** PROBLEM DESCRIPTION **
From the first record through the last, copy each one exactly.

== Segment start ==

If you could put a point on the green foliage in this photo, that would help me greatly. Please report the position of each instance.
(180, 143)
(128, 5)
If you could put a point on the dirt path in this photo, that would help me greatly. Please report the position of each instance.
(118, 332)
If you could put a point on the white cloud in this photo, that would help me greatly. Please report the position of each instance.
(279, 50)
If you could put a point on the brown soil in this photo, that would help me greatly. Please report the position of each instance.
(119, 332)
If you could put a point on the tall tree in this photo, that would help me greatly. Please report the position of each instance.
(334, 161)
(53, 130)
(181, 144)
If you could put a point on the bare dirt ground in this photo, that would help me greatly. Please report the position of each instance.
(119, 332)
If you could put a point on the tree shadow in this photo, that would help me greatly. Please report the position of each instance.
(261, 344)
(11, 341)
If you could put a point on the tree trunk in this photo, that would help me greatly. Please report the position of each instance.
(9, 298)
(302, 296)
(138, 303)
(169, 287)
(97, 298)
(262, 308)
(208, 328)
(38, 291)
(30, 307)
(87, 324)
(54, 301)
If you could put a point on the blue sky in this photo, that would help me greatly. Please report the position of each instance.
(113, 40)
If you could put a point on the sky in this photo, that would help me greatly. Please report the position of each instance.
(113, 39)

== Segment end ==

** RESPONSE AREA **
If you could put a point on the green foliage in this photo, that would help me greatly. Please report the position of each instance.
(180, 143)
(128, 5)
If you could put a point on the dirt path in this photo, that would help me greatly. Please report the position of each instance.
(118, 332)
If you could put a point on the white cloud in this photo, that would help me greatly. Please report the position of each instance.
(279, 50)
If you could put a point on the brown soil in this photo, that would help me greatly. Please report the position of each instance.
(119, 332)
If you could put a point on the tall tree in this photo, that would help me greatly. Please report the position of each instance.
(334, 161)
(53, 130)
(181, 144)
If you could put a point on the bare dirt ground in this photo, that would help me greatly. Please report the position of each instance.
(119, 332)
If you could put a point on the tree shadow in this photo, that would help me greatly. Please report the position of each instance.
(261, 344)
(11, 341)
If you could put a point on the tree trunk in this photo, that would help me greatly. Please report the position of each instance.
(9, 298)
(302, 296)
(138, 303)
(169, 287)
(97, 298)
(262, 308)
(208, 328)
(38, 291)
(30, 307)
(87, 324)
(54, 301)
If you could put a point on the blue sky in this photo, that would help me greatly. Please report the position of each instance.
(113, 40)
If you could put a point on the sky in this photo, that would help me greatly. Please report the position of each instance.
(113, 39)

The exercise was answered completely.